Natural language region descriptions
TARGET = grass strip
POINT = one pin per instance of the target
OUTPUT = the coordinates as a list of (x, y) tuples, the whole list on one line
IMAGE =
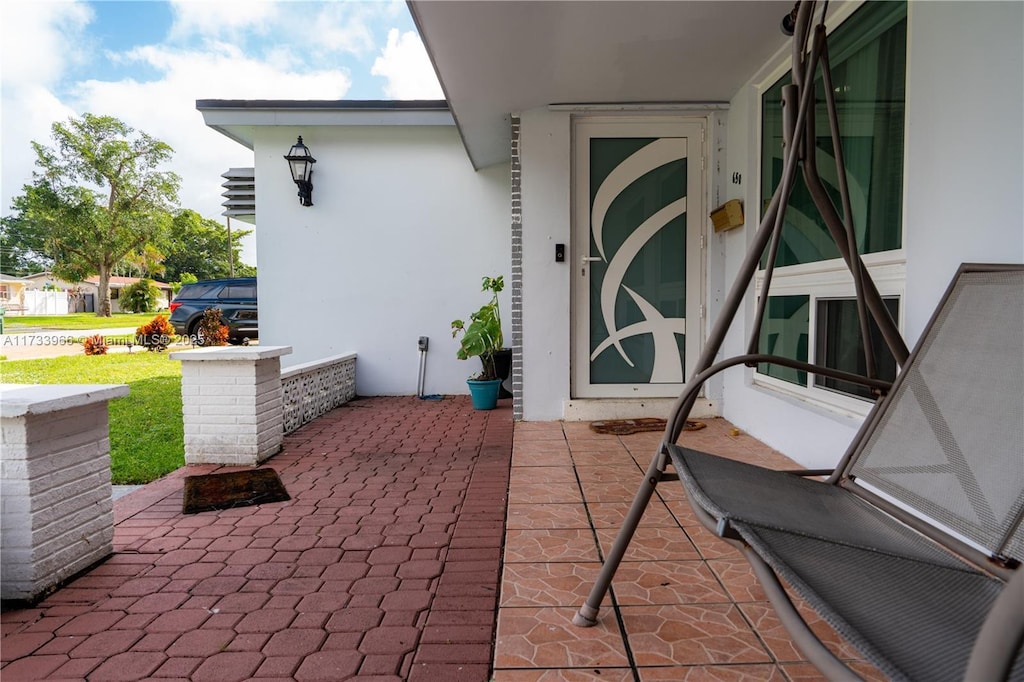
[(78, 321), (146, 427)]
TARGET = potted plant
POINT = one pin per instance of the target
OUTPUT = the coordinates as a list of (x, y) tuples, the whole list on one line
[(482, 338)]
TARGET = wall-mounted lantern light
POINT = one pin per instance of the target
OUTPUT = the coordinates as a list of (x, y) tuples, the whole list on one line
[(300, 162)]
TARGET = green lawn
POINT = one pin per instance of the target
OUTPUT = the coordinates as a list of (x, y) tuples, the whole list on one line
[(146, 429), (78, 321)]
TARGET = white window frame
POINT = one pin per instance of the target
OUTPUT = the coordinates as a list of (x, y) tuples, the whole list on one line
[(827, 279)]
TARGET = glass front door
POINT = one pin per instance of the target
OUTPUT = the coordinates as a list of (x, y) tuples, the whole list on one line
[(637, 256)]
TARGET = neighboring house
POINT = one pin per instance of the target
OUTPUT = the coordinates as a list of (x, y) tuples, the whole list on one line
[(84, 296), (613, 128), (12, 294), (119, 283)]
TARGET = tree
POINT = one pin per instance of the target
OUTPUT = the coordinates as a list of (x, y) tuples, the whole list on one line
[(139, 297), (97, 196), (200, 246), (144, 263)]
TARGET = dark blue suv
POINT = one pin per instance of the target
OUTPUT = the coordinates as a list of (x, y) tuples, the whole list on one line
[(237, 299)]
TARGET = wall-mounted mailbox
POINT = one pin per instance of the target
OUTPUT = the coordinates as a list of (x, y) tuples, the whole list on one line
[(728, 216)]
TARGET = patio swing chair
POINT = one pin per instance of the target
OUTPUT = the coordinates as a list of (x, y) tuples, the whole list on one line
[(911, 547)]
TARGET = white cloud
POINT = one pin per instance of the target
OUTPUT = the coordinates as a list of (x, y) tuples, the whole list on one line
[(38, 40), (221, 49), (166, 108), (224, 17), (406, 66)]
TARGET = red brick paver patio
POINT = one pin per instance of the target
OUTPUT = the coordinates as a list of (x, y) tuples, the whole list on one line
[(384, 564), (419, 544)]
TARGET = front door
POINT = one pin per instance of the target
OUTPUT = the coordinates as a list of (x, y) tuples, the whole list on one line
[(637, 236)]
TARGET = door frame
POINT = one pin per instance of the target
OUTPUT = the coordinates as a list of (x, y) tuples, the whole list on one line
[(583, 129)]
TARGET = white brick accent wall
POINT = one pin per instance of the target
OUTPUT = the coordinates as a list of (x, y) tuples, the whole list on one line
[(232, 403), (56, 517)]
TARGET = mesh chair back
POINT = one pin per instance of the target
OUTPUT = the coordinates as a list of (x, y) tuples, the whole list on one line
[(949, 442)]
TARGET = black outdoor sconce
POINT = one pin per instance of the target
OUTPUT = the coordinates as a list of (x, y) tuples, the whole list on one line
[(300, 162)]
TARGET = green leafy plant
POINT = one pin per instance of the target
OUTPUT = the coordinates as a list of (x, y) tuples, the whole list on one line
[(483, 334), (210, 331), (139, 297), (94, 345), (157, 335)]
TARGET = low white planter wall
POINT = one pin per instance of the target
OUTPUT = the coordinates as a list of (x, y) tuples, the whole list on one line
[(231, 403), (57, 517)]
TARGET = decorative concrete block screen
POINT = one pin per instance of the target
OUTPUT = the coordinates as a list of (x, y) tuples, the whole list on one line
[(57, 517), (231, 403), (315, 388)]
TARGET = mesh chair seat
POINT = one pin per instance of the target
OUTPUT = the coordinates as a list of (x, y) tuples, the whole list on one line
[(914, 620), (946, 444)]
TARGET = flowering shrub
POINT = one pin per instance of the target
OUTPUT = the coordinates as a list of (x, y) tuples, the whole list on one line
[(95, 345), (156, 335), (210, 331)]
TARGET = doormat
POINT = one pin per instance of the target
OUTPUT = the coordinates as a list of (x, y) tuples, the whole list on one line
[(237, 488), (627, 426)]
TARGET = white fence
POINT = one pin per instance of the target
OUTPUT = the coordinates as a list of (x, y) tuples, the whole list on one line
[(35, 302)]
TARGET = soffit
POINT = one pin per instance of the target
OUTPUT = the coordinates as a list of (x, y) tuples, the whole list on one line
[(495, 58)]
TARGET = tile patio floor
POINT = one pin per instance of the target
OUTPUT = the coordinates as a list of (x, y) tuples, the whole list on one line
[(407, 531)]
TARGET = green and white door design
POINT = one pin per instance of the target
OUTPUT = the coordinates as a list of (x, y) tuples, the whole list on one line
[(639, 189)]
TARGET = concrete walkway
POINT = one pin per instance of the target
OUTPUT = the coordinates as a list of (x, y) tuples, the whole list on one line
[(383, 565)]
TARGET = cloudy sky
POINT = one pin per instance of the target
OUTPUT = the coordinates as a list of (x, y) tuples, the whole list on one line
[(146, 61)]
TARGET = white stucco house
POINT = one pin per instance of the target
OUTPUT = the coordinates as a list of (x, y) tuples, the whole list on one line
[(580, 152)]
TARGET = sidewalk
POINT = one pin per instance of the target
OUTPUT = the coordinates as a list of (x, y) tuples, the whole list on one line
[(53, 343)]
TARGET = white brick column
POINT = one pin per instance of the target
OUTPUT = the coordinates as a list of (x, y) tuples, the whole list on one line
[(57, 517), (232, 403)]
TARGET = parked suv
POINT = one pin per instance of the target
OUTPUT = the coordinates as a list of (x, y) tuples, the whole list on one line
[(236, 297)]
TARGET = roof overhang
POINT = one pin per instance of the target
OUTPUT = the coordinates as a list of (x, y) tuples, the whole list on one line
[(238, 119), (496, 58)]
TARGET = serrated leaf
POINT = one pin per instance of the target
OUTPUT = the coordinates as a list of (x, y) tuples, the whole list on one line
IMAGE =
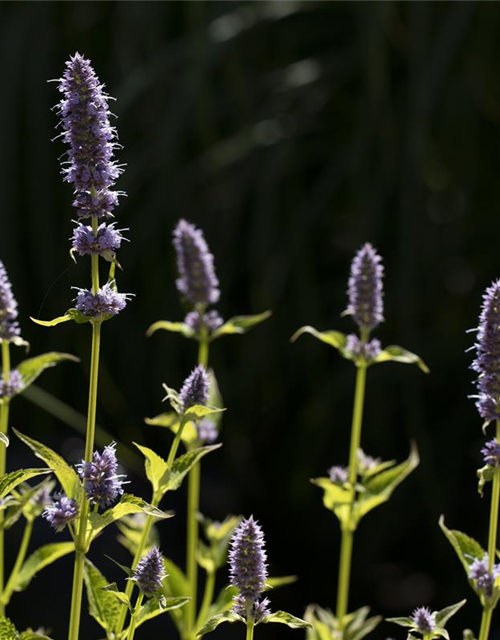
[(113, 591), (215, 621), (173, 477), (127, 505), (30, 369), (240, 324), (10, 481), (154, 464), (283, 617), (38, 560), (175, 327), (103, 606), (393, 353), (66, 475), (335, 339)]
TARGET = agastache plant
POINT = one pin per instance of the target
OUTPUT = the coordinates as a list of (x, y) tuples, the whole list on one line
[(353, 491), (198, 285), (482, 572)]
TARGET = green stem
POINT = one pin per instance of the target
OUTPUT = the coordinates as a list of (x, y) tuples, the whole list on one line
[(135, 615), (492, 542), (80, 545), (4, 428), (193, 507), (207, 598), (21, 555), (347, 531)]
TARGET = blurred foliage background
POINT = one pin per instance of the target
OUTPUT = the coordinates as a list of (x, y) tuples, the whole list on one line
[(291, 131)]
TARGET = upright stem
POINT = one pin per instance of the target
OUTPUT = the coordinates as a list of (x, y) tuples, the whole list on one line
[(192, 520), (80, 543), (133, 620), (4, 427), (492, 542), (347, 532), (21, 555)]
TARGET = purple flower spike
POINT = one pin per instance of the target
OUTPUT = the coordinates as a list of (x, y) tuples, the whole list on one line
[(12, 386), (248, 566), (197, 280), (150, 572), (365, 289), (487, 362), (195, 388), (104, 243), (101, 482), (85, 114), (106, 302), (61, 512), (9, 327), (423, 620)]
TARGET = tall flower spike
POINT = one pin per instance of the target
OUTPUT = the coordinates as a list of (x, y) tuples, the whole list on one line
[(149, 572), (487, 362), (197, 279), (248, 563), (365, 289), (195, 388), (90, 164), (9, 327), (100, 479)]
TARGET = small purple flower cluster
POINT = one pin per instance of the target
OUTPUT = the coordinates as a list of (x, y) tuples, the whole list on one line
[(93, 171), (9, 327), (365, 289), (197, 281), (487, 362), (194, 391), (150, 572), (248, 569), (13, 385), (100, 479)]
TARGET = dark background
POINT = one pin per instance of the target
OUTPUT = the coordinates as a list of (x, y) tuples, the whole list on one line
[(291, 131)]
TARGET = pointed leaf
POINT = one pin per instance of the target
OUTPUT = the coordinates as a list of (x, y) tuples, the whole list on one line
[(393, 353), (103, 606), (335, 339), (175, 327), (30, 369), (66, 475), (172, 478), (38, 560), (10, 481), (286, 618)]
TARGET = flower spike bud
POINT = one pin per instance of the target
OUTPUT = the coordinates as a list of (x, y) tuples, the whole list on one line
[(365, 289), (195, 389), (197, 279)]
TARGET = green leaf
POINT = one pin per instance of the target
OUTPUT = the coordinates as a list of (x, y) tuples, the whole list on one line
[(154, 607), (445, 614), (103, 606), (113, 591), (71, 314), (66, 475), (394, 353), (175, 327), (335, 339), (379, 488), (172, 478), (38, 560), (155, 466), (215, 621), (10, 481), (127, 505), (286, 618), (30, 369), (240, 324)]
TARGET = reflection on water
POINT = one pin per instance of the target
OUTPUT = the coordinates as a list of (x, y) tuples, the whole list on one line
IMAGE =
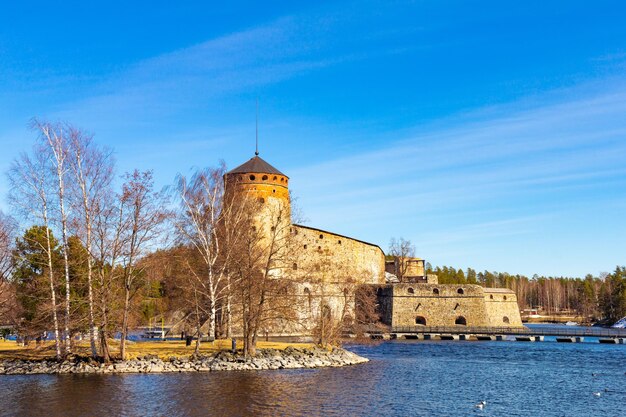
[(403, 378)]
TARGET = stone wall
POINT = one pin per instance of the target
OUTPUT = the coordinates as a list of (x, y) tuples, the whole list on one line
[(335, 258), (502, 308), (447, 305)]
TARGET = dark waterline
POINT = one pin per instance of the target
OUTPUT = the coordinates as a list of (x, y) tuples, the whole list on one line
[(404, 378)]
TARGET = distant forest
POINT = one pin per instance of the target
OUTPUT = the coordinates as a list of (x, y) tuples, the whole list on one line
[(592, 297)]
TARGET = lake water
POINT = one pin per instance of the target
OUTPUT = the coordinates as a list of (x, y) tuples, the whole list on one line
[(404, 378)]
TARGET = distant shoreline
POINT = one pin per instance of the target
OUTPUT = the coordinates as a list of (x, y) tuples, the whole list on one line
[(265, 359)]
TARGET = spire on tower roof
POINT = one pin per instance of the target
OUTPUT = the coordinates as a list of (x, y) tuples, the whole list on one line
[(257, 165)]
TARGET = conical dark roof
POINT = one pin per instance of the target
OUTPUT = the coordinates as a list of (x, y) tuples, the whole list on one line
[(255, 164)]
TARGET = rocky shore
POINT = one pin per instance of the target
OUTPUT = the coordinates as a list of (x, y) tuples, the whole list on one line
[(289, 358)]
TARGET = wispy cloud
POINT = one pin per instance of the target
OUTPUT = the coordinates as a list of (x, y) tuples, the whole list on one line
[(494, 174)]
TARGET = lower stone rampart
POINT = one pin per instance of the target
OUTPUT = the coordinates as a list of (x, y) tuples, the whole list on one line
[(408, 305)]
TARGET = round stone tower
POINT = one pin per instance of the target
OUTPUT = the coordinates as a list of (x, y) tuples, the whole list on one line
[(262, 181)]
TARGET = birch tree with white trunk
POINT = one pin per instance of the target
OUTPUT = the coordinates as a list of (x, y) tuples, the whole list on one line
[(31, 194)]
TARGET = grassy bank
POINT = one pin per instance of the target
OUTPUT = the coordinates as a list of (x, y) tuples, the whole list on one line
[(164, 350)]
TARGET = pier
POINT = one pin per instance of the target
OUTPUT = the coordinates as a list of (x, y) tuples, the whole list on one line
[(520, 334)]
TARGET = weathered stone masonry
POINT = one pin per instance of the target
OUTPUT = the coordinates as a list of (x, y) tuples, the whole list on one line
[(344, 263)]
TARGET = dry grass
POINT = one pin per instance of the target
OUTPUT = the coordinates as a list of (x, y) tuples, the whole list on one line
[(10, 349)]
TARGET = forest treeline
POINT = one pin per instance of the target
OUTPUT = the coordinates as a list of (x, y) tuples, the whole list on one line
[(592, 297)]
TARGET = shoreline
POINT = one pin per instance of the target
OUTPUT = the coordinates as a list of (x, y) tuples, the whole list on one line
[(265, 359)]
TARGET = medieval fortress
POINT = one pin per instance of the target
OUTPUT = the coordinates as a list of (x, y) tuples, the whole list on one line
[(332, 267)]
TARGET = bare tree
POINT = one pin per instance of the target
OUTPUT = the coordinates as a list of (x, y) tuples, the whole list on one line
[(208, 223), (145, 217), (265, 270), (92, 170), (55, 136), (8, 226), (31, 196)]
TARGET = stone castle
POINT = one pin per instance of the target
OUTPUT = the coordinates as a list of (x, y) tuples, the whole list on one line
[(331, 268)]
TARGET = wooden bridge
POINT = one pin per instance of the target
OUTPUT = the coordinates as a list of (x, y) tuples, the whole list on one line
[(565, 334)]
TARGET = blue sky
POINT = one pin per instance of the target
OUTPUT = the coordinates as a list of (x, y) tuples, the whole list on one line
[(491, 134)]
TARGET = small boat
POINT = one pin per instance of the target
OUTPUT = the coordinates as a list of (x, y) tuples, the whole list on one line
[(620, 324), (154, 334)]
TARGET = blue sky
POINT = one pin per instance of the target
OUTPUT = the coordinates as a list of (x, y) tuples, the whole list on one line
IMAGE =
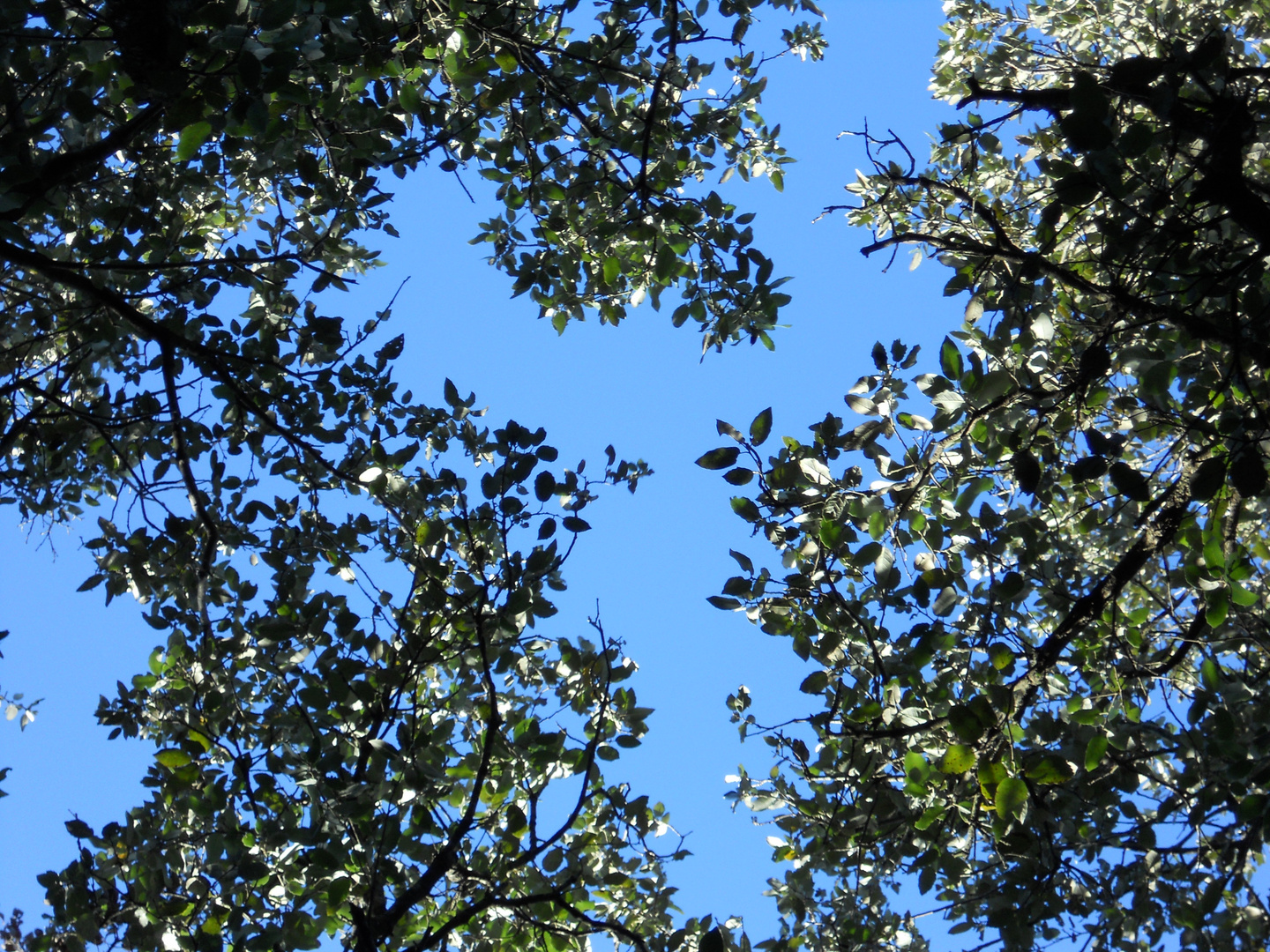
[(651, 559)]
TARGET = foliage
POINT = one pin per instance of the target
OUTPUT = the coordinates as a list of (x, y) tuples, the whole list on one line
[(360, 727), (1039, 634)]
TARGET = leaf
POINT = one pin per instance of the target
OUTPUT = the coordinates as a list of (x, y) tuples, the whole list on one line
[(879, 355), (959, 758), (945, 602), (544, 487), (862, 405), (1050, 770), (719, 458), (1027, 472), (1011, 799), (1208, 479), (950, 360), (761, 427), (966, 724), (1129, 482), (713, 942), (192, 138), (1247, 473), (173, 758), (814, 683), (1095, 750)]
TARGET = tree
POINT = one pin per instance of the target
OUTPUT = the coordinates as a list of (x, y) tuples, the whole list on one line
[(1039, 634), (360, 727)]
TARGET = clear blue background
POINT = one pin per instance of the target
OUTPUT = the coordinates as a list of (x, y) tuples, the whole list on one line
[(653, 557)]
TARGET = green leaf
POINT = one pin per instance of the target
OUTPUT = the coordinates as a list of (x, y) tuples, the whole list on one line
[(814, 683), (713, 942), (966, 724), (945, 602), (719, 458), (761, 427), (959, 758), (192, 138), (950, 360), (1050, 770), (1027, 471), (173, 758), (1011, 799), (1095, 750)]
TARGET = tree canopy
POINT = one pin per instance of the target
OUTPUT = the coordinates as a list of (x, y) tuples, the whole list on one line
[(360, 726), (1039, 628), (1038, 636)]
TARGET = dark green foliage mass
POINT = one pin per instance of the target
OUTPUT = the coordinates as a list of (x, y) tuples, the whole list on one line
[(355, 707)]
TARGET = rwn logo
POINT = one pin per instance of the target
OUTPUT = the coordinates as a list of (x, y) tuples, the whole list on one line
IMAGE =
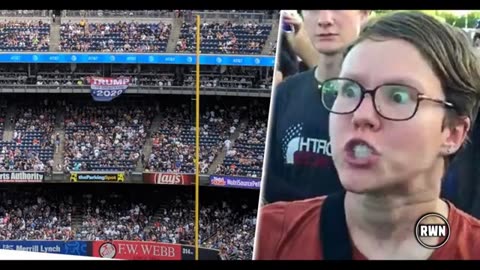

[Problem requirements]
Looking over the records, find each line with the word "spike" and copy it.

[Task response]
TARGET = purple flower spike
TARGET = tall flower spike
TARGET = flower spike bud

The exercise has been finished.